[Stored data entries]
....

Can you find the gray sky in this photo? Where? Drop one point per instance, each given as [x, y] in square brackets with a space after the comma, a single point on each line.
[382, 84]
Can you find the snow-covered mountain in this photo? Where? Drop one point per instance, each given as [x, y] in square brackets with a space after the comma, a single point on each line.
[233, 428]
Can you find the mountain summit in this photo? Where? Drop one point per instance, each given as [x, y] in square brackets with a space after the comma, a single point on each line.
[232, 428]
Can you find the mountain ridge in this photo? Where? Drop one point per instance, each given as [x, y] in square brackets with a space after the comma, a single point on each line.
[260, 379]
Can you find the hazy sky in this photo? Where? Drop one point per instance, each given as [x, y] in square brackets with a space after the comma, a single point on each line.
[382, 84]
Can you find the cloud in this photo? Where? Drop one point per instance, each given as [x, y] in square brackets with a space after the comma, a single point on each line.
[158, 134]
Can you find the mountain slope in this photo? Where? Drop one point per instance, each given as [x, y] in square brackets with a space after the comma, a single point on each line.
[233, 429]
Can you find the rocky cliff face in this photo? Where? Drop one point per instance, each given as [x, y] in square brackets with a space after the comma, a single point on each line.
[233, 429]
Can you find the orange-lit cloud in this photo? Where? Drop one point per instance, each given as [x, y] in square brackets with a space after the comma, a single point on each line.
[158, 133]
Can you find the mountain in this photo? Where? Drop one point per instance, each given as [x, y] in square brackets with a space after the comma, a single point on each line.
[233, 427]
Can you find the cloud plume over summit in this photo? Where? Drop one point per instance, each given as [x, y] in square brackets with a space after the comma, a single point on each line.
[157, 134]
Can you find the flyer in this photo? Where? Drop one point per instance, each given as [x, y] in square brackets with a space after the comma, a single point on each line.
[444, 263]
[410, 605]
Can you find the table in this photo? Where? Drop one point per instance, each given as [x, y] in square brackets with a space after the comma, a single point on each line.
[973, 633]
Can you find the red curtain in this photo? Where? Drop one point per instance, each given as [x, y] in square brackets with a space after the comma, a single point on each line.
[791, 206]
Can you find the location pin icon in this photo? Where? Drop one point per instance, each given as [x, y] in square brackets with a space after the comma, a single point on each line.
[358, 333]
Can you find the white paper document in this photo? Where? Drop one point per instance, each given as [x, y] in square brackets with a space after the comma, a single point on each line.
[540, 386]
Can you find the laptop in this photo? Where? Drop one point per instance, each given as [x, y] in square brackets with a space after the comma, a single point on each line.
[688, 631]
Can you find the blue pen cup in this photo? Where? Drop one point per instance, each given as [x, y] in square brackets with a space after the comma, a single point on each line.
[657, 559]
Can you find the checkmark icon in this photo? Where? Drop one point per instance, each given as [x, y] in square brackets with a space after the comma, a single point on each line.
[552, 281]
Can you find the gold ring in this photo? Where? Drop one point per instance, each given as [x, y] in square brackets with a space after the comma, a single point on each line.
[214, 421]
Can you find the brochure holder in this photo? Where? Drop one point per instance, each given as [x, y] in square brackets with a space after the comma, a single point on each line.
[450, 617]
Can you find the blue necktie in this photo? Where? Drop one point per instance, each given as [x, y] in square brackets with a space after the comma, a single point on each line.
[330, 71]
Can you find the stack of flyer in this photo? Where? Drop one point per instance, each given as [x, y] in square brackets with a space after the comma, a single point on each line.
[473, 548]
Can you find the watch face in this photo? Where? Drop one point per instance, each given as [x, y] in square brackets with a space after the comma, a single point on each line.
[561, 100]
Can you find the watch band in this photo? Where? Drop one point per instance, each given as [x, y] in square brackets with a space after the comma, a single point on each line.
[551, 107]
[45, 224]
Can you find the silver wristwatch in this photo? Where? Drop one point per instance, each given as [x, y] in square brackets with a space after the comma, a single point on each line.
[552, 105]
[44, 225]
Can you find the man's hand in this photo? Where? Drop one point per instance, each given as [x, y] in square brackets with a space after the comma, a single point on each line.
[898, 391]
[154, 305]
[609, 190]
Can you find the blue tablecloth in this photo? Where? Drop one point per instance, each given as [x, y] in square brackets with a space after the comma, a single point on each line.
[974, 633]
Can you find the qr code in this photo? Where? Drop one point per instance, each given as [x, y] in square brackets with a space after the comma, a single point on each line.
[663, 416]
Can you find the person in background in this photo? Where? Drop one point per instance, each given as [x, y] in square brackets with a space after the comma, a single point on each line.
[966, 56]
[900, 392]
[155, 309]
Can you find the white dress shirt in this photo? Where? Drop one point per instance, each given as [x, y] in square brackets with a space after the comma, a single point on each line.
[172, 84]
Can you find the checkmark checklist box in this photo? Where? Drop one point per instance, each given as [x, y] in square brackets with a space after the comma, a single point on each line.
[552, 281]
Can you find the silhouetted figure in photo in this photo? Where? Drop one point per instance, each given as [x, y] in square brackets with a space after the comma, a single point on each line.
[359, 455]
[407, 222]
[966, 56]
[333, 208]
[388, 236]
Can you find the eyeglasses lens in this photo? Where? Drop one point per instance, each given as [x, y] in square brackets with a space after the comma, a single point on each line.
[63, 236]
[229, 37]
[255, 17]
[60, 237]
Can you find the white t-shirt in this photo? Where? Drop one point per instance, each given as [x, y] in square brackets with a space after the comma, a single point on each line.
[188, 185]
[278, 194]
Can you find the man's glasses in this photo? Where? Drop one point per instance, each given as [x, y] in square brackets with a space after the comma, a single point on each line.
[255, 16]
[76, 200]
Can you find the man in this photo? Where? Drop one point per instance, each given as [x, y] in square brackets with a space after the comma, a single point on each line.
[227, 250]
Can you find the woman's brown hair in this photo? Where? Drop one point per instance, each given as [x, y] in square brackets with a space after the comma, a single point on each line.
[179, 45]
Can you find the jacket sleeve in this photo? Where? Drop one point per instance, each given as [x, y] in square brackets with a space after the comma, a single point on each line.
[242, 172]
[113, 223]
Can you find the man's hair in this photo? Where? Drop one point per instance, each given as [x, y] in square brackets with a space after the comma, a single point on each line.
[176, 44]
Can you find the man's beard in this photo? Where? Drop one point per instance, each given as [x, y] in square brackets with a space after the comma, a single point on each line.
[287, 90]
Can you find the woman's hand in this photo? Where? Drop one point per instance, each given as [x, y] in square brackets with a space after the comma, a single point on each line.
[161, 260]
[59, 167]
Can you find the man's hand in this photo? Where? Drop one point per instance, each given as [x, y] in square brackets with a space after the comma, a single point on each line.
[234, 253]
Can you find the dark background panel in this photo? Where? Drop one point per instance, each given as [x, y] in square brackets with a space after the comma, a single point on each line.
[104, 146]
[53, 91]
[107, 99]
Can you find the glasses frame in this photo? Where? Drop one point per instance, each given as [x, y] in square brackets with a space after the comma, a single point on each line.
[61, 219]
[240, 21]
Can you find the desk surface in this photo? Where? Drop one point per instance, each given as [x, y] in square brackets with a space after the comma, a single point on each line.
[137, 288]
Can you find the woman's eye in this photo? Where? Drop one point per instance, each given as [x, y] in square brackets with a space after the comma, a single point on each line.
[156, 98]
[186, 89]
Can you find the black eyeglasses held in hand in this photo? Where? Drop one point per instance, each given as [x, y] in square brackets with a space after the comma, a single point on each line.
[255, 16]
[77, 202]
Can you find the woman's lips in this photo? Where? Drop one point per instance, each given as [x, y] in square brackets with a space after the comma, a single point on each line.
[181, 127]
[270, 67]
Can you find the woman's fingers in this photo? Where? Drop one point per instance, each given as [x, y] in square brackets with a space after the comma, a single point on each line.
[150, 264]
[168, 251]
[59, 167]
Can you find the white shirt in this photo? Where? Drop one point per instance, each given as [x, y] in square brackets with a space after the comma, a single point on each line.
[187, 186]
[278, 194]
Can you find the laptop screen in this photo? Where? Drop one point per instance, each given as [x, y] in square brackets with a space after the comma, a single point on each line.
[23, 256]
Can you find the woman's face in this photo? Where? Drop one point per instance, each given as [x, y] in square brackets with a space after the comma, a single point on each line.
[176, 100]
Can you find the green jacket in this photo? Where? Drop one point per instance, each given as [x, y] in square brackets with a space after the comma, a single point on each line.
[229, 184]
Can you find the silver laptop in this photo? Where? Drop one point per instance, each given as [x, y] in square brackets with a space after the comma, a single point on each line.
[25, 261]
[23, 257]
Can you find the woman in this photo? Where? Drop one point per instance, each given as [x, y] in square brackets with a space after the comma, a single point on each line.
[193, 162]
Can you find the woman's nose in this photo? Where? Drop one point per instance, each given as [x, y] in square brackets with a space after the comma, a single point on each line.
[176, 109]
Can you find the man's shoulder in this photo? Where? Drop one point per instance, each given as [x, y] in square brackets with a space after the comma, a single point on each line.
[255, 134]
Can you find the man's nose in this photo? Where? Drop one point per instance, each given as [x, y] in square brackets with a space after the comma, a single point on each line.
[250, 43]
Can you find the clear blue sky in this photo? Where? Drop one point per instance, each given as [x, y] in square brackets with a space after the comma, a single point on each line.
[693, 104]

....

**AIM**
Reproduce exactly the lines from the one containing "Can you find the woman's face" through the last line of the records above, including both, and nothing else.

**SOLUTION TO THE PROBLEM**
Can you find the woman's face in this photo? Where? Drop one point per instance, each given as [x, y] in square brackets with a space after the comma, a single point on each line.
[176, 100]
Can you find the green jacket in this photo? Where? Drop one point per instance, each given as [x, y] in square brackets with a space after the comma, a single point on each line.
[229, 184]
Can you find the silver laptop in this photo? Where? Drop one point per instance, each given as [x, y] in square brackets with a space after the comma, a single point on each line.
[25, 261]
[23, 257]
Can you find the woman in this photo? Where? Drop one point per instance, each given as [x, y] in square brackets with a space after the comma, a single point on each line.
[193, 162]
Can you find the woman's nose in this photo? Where? Drop one point per instance, each given as [x, y] in square brackets with a space after the comma, a single point on each line.
[176, 109]
Can you find the man's shoulder in this photo? Where? Drop one point per instance, each given as [x, y] in square brackets with a space after the comma, a single point on each line.
[255, 134]
Can you find the man's nose in this photo? Where? Drop one point per instance, each given as [x, y] in square brackets with a space after the comma, a single point on each line.
[250, 43]
Can you find the clear blue sky in this photo? Where? Drop one point per instance, each given as [x, y] in square brackets with a space after the comma, a single point on each line.
[693, 104]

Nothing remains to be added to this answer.